**TASK PROMPT**: The records that follow are to be repeated exactly, with the pictures removed.
----- EXTRACTED ENTRIES -----
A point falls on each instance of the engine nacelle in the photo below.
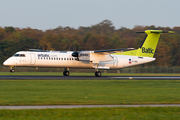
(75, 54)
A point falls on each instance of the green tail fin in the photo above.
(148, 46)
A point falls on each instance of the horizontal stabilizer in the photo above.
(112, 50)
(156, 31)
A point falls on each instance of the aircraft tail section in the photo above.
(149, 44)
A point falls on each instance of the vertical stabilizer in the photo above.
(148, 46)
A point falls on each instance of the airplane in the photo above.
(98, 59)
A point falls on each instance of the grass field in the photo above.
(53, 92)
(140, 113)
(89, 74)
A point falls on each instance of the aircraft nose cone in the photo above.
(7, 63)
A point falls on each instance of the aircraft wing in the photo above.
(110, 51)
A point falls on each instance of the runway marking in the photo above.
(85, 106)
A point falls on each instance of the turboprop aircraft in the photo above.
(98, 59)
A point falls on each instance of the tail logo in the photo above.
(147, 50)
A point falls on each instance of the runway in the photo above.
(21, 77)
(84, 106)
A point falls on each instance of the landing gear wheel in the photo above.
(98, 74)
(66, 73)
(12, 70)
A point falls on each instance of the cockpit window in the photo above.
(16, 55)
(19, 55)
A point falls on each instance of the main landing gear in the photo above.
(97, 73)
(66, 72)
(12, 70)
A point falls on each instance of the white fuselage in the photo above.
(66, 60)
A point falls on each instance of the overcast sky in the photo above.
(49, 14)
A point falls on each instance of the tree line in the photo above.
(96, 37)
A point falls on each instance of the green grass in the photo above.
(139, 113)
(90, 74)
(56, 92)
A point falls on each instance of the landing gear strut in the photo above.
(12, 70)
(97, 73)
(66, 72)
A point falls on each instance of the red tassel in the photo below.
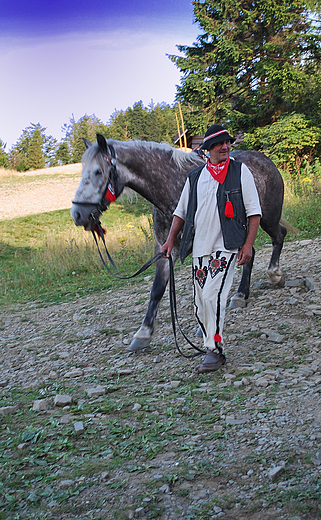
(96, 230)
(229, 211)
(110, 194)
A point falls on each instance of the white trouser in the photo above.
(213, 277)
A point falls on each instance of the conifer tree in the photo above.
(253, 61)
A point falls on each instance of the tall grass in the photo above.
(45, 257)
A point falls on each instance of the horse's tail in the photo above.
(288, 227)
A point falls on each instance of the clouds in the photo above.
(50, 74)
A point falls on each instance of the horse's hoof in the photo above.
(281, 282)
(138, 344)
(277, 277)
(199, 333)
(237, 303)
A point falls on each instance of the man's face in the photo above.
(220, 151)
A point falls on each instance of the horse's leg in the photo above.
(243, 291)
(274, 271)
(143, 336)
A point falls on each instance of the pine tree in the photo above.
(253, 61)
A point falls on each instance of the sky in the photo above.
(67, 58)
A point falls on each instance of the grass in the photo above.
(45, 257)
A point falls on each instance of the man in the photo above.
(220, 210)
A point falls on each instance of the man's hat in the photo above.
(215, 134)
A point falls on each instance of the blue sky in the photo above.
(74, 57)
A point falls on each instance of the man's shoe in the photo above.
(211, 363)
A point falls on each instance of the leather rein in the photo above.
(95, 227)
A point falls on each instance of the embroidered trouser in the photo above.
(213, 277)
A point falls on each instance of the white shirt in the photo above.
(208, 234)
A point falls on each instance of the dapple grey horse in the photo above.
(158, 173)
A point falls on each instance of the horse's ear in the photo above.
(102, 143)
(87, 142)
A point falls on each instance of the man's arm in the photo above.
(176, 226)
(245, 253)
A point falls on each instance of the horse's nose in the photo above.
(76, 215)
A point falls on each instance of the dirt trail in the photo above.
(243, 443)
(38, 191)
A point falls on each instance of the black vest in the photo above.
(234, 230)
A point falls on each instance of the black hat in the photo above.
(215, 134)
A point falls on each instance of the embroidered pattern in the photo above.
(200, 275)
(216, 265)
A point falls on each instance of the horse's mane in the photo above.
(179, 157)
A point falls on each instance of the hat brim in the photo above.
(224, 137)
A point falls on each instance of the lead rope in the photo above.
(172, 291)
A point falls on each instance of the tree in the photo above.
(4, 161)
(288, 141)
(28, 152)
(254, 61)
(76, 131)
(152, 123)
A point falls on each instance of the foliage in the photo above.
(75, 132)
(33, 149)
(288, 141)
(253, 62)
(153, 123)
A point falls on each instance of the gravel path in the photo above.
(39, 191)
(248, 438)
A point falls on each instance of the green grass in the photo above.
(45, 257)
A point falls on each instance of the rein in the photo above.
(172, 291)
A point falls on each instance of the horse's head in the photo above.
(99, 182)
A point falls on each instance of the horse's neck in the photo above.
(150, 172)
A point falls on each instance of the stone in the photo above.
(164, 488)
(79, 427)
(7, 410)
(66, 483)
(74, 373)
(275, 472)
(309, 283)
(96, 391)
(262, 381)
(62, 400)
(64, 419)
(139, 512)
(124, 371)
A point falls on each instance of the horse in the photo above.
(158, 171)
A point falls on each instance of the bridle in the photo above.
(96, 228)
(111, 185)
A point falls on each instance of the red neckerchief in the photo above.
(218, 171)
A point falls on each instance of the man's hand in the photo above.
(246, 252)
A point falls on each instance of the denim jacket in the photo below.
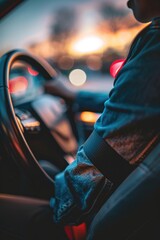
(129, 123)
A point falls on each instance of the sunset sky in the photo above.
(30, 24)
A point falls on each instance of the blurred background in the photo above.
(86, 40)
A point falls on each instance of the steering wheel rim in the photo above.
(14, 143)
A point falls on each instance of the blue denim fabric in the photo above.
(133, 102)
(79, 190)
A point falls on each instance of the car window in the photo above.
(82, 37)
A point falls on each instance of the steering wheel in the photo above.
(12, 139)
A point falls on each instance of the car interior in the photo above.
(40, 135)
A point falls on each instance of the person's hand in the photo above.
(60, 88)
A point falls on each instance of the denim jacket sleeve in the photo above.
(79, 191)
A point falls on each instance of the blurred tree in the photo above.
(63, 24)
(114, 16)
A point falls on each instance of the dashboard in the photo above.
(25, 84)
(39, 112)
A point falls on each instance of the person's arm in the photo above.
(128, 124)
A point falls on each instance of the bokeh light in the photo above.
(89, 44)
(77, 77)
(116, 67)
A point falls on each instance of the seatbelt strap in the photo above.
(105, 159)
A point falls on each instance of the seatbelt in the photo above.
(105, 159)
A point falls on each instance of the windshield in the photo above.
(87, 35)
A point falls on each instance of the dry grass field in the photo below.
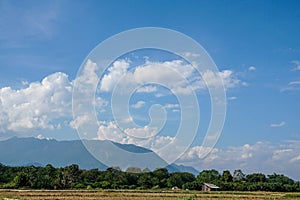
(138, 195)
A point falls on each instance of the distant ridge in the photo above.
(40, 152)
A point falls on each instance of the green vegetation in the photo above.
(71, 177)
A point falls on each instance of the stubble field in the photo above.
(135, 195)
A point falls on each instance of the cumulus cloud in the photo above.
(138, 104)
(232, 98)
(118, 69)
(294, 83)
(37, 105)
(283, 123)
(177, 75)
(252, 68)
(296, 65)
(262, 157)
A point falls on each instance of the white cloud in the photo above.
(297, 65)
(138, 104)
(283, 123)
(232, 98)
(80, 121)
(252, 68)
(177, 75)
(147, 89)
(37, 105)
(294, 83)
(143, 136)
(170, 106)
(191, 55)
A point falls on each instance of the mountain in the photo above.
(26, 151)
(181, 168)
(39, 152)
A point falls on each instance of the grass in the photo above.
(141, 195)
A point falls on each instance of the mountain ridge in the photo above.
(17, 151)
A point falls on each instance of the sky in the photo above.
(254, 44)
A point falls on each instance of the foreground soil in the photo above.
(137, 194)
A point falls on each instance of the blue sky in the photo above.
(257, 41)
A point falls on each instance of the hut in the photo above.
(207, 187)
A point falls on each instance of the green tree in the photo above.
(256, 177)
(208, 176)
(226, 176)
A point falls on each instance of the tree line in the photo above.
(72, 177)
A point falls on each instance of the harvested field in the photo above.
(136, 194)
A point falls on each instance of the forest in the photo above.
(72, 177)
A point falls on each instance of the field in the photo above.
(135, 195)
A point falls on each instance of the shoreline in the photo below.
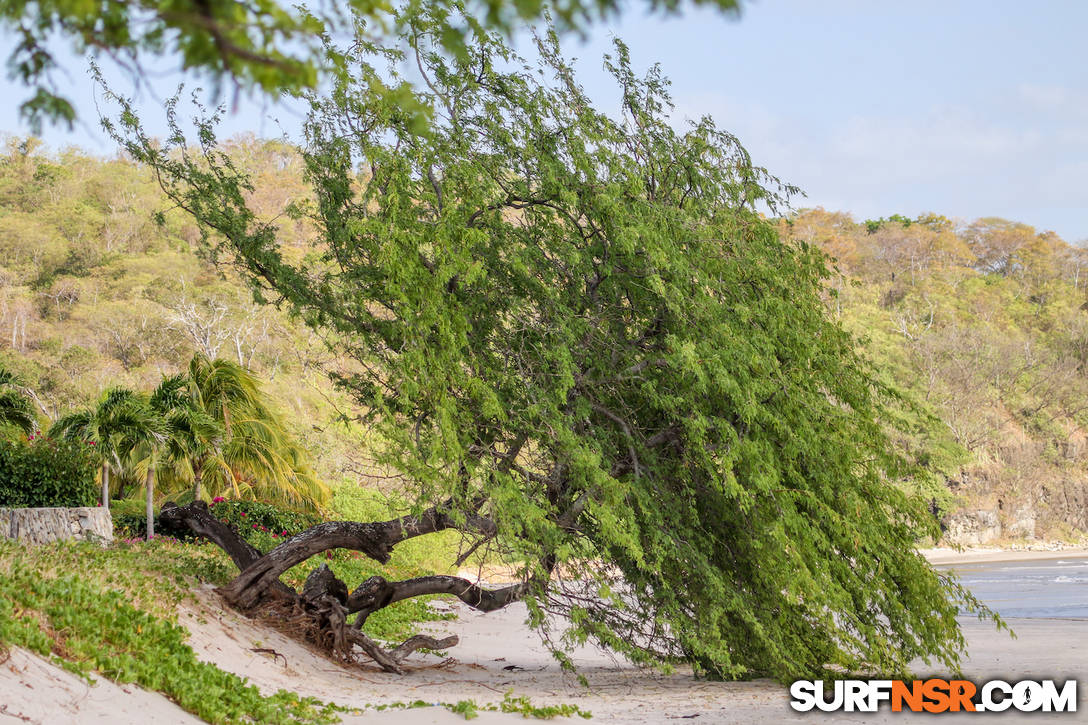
-----
**SOLUTION FOR THIS TASK**:
A point falls on each instance of the engine nacelle in the photo below.
(75, 54)
A point falls on each instance of the green tail fin in the photo above.
(148, 46)
A point falls on each instance of the horizontal stabilizer in the photo above.
(112, 50)
(156, 31)
A point falls on each instance of the aircraft tail section in the photo above.
(149, 44)
A point falls on each instance of the vertical stabilizer in the photo above.
(148, 46)
A point falls on each instance of the airplane in the photo above.
(98, 59)
A point falls on each instance of the grass field in the photo above.
(53, 92)
(140, 113)
(89, 74)
A point falls on each instance of the aircraft nose cone in the photo above.
(7, 63)
A point falls on each instance of the aircraft wing in the photo above.
(110, 51)
A point falls on each instance of the runway marking in the photo above.
(85, 106)
A point falls on each instance of the turboprop aircraft in the photo above.
(98, 59)
A point falls on each instance of the tail logo in the photo above.
(147, 50)
A point falls on each instance of the runway in the photo above.
(21, 77)
(84, 106)
A point falls on each instance of the landing gear wheel in the photo above.
(98, 74)
(66, 73)
(12, 70)
A point falls on each instance of the cockpit window in the photo above.
(16, 55)
(19, 55)
A point falls on each instance of the main landing gear in the photo above.
(97, 73)
(66, 72)
(12, 70)
A point falls on each instance of the white fuselage in the photo above.
(66, 60)
A point falls on each instance of the overcast sky in the photo above.
(49, 14)
A point falls on each instance of the tree line in the photo above.
(96, 37)
A point falls on each instance of the green grass in the photo above.
(139, 113)
(90, 74)
(56, 92)
A point falls on each instance of the landing gear strut in the photo above.
(12, 70)
(97, 73)
(66, 72)
A point falls on each instance of the red tassel in the photo below.
(96, 230)
(229, 211)
(110, 194)
A point falls on each instance of the white trouser in the photo above.
(213, 277)
A point falls on each instance of the conifer tree in the photo above.
(253, 61)
A point falls on each instance of the tall grass in the photo above.
(45, 257)
A point falls on each instance of the horse's tail in the photo above.
(288, 227)
A point falls on each instance of the clouds in the photo above.
(50, 74)
A point falls on each instance of the horse's hoof in the photo above.
(281, 282)
(138, 344)
(277, 277)
(199, 333)
(237, 303)
A point falls on each instance of the man's face in the photo above.
(220, 151)
A point falls on each instance of the horse's leg in the photo above.
(243, 291)
(274, 271)
(143, 336)
A point falls on each instance of the pine tree in the photo above.
(253, 61)
A point falls on each instance of the sky in the photo above.
(67, 58)
A point falls on each instance of the grass in the photo above.
(45, 257)
A point falls on each instance of the man in the photo above.
(220, 210)
A point falls on each instance of the man's hat in the photo above.
(215, 134)
A point falls on each instance of the blue sky in the photo above.
(74, 57)
A point falls on each instance of the man's shoe in the photo above.
(211, 363)
A point falls on each instance of the leather rein in the photo above.
(95, 227)
A point falls on each instance of the embroidered trouser in the photo above.
(213, 277)
A point falls on each instance of the white shirt in the photo above.
(208, 234)
A point falls on each instance of the dapple grey horse in the photo above.
(158, 173)
A point falls on each instance of the horse's ear in the photo above.
(102, 143)
(87, 142)
A point falls on each instance of the man's arm in the photo above.
(176, 226)
(245, 253)
A point falls on each instance of the horse's nose in the photo above.
(76, 215)
A point falls on each instance of the dirt trail in the photo above.
(243, 443)
(38, 191)
A point falls on each instance of the black vest in the photo above.
(234, 230)
A point falls on each instance of the black hat in the photo above.
(215, 134)
A point falls on each instance of the embroidered pattern in the photo above.
(200, 275)
(216, 265)
A point falls on each instance of the horse's mane in the photo above.
(179, 157)
A point falls on each instance of the hat brim in the photo above.
(224, 137)
A point falls on each instance of the lead rope in the photo above.
(172, 291)
A point falls on each instance of the tree in the photo above.
(4, 161)
(288, 141)
(28, 152)
(254, 61)
(76, 131)
(152, 123)
A point falls on each instance of the foliage in the photo above.
(75, 132)
(33, 149)
(288, 141)
(253, 62)
(153, 123)
A point falls on each instance of the gravel path in the photo above.
(39, 191)
(248, 438)
A point falls on each instance of the green grass in the photo above.
(45, 257)
A point falls on each instance of the rein in the photo above.
(172, 291)
A point falls on each instance of the horse's head in the photo above.
(99, 182)
A point falls on each instance of the horse's neck in the photo above.
(150, 172)
A point falls on each instance of the stone in the photo above.
(164, 488)
(79, 427)
(7, 410)
(66, 483)
(74, 373)
(275, 472)
(309, 283)
(96, 391)
(262, 381)
(62, 400)
(64, 419)
(139, 512)
(124, 371)
A point falls on each instance of the horse in the photo above.
(158, 171)
A point falls on each instance of the bridle in the photo above.
(96, 228)
(111, 185)
A point falls on each instance of the red neckerchief in the photo above.
(218, 171)
A point falls on each instance of the man's hand in the photo above.
(246, 252)
A point falls on each instance of the denim jacket in the photo below.
(129, 123)
A point falls on each instance of the sunset sky in the photo above.
(30, 24)
A point falls on each instance of the blurred background in the photo above.
(86, 40)
A point falls on each instance of the steering wheel rim in the photo above.
(14, 143)
A point falls on each instance of the blue denim fabric in the photo above.
(133, 102)
(79, 190)
A point falls on each instance of the car window in the photo above.
(82, 37)
A point falls on each instance of the steering wheel in the photo above.
(12, 139)
A point falls on each instance of the car interior in the photo above.
(40, 135)
A point falls on each instance of the person's hand in the photo above.
(60, 88)
A point falls on each instance of the denim jacket sleeve in the photo above.
(79, 191)
A point falls on each instance of the blurred tree in the photo above.
(63, 24)
(114, 16)
A point falls on each instance of the dashboard in the photo above.
(25, 84)
(39, 112)
A point falls on each instance of the person's arm in the photo above.
(128, 124)
A point falls on each instance of the bokeh light in the photo above.
(89, 44)
(77, 77)
(116, 67)
A point falls on each instance of the seatbelt strap in the photo above.
(105, 159)
A point falls on each instance of the seatbelt in the photo above.
(105, 159)
A point falls on each instance of the windshield in the photo above.
(87, 35)
A point falls on each instance of the dry grass field in the photo below.
(138, 195)
A point falls on each instance of the distant ridge in the photo above.
(40, 152)
A point falls on each instance of the green vegetation in the photo above.
(71, 177)
A point falls on each instance of the stubble field in the photo above.
(135, 195)
A point falls on each instance of the cumulus cloud in the photo above.
(138, 104)
(232, 98)
(118, 69)
(294, 83)
(37, 105)
(283, 123)
(177, 75)
(252, 68)
(296, 65)
(262, 157)
A point falls on each instance of the white cloud in the photo above.
(297, 65)
(138, 104)
(283, 123)
(232, 98)
(80, 121)
(252, 68)
(177, 75)
(147, 89)
(37, 105)
(294, 83)
(143, 136)
(170, 106)
(191, 55)
A point falls on each instance of the mountain in the photo above.
(26, 151)
(181, 168)
(39, 152)
A point falls on each instance of the grass in the photo above.
(141, 195)
A point falls on each instance of the mountain ridge in the photo above.
(17, 151)
A point falls on each instance of the sky in the photo above.
(254, 44)
A point falls on each instance of the foreground soil in the photo above.
(137, 194)
A point falls on each instance of the blue sky in the photo above.
(257, 41)
A point falls on each instance of the hut in the photo above.
(207, 187)
A point falls on each instance of the green tree in the photo above.
(256, 177)
(208, 176)
(226, 176)
A point falls on each instance of the tree line in the photo above.
(72, 177)
A point falls on each instance of the harvested field in the photo above.
(136, 194)
A point falls on each instance of the forest in the photo above.
(72, 177)
A point falls on each instance of the field in the photo above.
(135, 195)
A point falls on each instance of the shoreline in the photo below.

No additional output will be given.